Extract to read >>
_ _ _
Slower lifestyle can mean healthier, happier life and help protect nature


People like it when things are convenient and efficient in the city. We are busy, not willing to wait too long and always have too much going on in our lives.

But environmental specialist Park Gyeong-hwa asks, “Does our lifestyle really make us happy?”

As more of us are relying on machines and fast food, we are also exposing ourselves to the harmful electromagnetic radiation, endocrine disruptors and acid rain, she said.

Park, who has spent many years in environmental activism, says eco-friendly lifestyle ― which she calls as “simple” and “slow” ― can improve our physical and mental well-being while being considerate of others and our mother nature.

Having worked at numerous environmental NGOs, including Green Korea, Park now lives near the famous Seongmi Mountain town in Seoul, where a group of people live together as an eco-friendly community.

For the last 10 years, people of Seongmi Mountain have been celebrating their own sets of values in Seoul. They have an alternative school, a movie theater and even a used-clothes store that teach and promote environmentalism.

“I think most of the environmental issues are related to our consumption,” Park told The Korea Herald. “Just by being a smart consumer and not consuming more than needed can make a big difference.”

Yet Park made one thing clear. “I personally think the ultimate purpose of this (eco-friendly) lifestyle is to be happy,” she said. “It is to enjoy our lives while keeping things simple and appreciate what we already have.”

Here are some ways to be eco-friendly while living in the city.
Kids tend to vegetables at an eco-friendly farm in Gyeonggi Province. (Park Gyeong-hwa)
Kids tend to vegetables at an eco-friendly farm in Gyeonggi Province. (Park Gyeong-hwa)

Eat local

While there are a lot of organic products out there, Park says it is more eco-friendly to choose local products rather than the ones from foreign countries.

“We cannot expect to have healthy food if our soil is not in good health,” Park said. “Consuming local products is one of the ways to keep our soil in the best possible condition.”
_ _ _
Problems to work on >>
**1.** Please quote everything in the article on slow, eco-friendly living from "People like it" down to "in our lives.", word for word.
**2.** Continue the article on slow, eco-friendly living, starting right after its final sentence.
The data that comes next has nothing to do with the article on slow, eco-friendly living.

Data records >>
_ _ _
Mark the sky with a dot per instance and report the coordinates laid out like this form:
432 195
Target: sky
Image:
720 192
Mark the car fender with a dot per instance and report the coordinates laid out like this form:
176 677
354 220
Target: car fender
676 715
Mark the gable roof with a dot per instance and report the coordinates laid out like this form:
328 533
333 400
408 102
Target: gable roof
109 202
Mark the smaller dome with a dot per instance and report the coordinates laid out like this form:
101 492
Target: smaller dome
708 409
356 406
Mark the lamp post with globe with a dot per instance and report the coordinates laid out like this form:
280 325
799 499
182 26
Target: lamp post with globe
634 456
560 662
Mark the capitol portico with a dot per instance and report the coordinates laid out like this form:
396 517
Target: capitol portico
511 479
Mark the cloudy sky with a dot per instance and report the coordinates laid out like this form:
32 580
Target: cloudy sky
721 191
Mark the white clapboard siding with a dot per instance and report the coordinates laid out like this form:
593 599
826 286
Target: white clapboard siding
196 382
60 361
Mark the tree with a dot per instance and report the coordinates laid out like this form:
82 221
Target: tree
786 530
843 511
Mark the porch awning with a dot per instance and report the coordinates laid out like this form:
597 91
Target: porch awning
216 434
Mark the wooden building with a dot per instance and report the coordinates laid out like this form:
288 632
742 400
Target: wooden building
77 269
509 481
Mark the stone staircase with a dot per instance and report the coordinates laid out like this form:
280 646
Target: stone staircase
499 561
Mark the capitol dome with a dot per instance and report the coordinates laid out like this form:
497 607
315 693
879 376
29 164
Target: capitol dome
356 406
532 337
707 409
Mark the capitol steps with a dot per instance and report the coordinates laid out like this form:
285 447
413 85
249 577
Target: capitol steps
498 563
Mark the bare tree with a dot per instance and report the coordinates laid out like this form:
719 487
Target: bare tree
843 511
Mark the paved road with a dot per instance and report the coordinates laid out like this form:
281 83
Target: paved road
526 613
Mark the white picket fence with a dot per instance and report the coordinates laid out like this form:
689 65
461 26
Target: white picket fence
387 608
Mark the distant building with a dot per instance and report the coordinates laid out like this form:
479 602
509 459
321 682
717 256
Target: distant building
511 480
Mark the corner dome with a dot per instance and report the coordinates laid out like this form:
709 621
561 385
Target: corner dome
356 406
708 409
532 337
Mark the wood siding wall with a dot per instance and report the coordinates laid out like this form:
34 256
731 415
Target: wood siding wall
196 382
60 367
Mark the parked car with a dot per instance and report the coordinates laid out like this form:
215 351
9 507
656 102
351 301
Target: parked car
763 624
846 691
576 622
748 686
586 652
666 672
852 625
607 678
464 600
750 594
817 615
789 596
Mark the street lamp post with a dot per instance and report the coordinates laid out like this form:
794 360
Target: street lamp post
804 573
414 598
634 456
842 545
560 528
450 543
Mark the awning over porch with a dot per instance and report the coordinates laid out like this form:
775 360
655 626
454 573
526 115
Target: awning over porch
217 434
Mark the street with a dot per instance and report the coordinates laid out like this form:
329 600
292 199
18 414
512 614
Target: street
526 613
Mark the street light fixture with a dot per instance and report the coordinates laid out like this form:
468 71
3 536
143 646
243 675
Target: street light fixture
_ _ _
Expected responses >>
**1.**
People like it when things are convenient and efficient in the city. We are busy, not willing to wait too long and always have too much going on in our lives.

**2.**
iCOOP Korea, a consumer cooperative that focuses on fair trade and environmentally friendly products, holds many events that allow consumers to meet producers in person and see how their food products are being made and distributed.

One of the events would invite children to local wheat fields in the countryside and let them try baking tteok ― a Korean desert that is usually made of rice ― with wheat.

iCOOP said such event is to inform consumers, especially children, about what they eat and how they are made.

“The wheat festival is especially meaningful because it lets people know that healthy food comes from fair trade and well-preserved soil,” an official said. “The kids learn to appreciate the efforts of the farmers as well as the importance of preserving our environment.”

iCOOP has a fixed rate for most of their products, which are jointly decided by both the producers and consumers.

“When we do our grocery shopping, most of us only think about what’s cheap, what’s fresh, and what looks good,” Park said. “But we have to think about how they come to us, and what we are actually putting into our mouths. These things matter because in the end, they affect our soil and our health. People in the city need to be smart consumers for our environment to be well-preserved.” 
Consuming local food ingredients helps preserve soil. (Park Gyeong-hwa)
Consuming local food ingredients helps preserve soil. (Park Gyeong-hwa)

Make your own food seasonings

Instead of over-consuming monosodium glutamate, or MSG, make your own seasoning to keep your meals fresh and natural. Dried seaweed and anchovies make great seasonings for Korean stews once made into powder. For seafood dishes, powder made of fried prawns suits well. To get rid of an unpleasant odor of a fish, grind pear, onion, white radish, ginger, and garlic together and pour the juice on it.

Endocrine disruptors are man-made chemicals that may interfere with the production or activity of human hormones in harmful ways. The chemicals are found in many plastics, including food packaging and household products. Some naturally made products can reduce your exposure to it at home. Mix olive oil and vinegar to clean your furniture. Paper your room with Hanji ― Korea’s traditional paper ― with naturally-made glue, if you’ve just moved in and want to avoid the chemical and strong odor of a newly papered house. Instead of using an artificially-scented air freshener, wrap a few pieces of charcoal in a piece of paper and place them in your living room. Charcoals absorb unpleasant scents and clean the air. 
A family learns about agricultural life at a farm where they buy their food. (iCOOP Korea)
A family learns about agricultural life at a farm where they buy their food. (iCOOP Korea)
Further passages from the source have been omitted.